## PROBLEM TO SOLVE:
Render each line of the data below as a Markdown table with two columns, Row and Line. Number the rows and leave out blank lines.

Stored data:

────────────────────

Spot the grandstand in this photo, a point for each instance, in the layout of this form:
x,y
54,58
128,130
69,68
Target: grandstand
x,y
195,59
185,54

────────────────────

## SOLUTION TO THE EXERCISE:
| Row | Line |
|---|---|
| 1 | Spot the grandstand in this photo, a point for each instance, in the layout of this form: |
| 2 | x,y |
| 3 | 54,58 |
| 4 | 128,130 |
| 5 | 69,68 |
| 6 | Target: grandstand |
| 7 | x,y |
| 8 | 195,59 |
| 9 | 185,54 |